_Exercise brief_
Nothing before the line containing "image=above" belongs in the answer; quote that line and all lines after it through the end of the material, word for word.

_Given records_
..............................
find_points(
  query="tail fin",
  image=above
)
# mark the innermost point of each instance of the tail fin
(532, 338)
..............................
_Answer box_
  image=above
)
# mark the innermost point of each instance of the tail fin
(532, 338)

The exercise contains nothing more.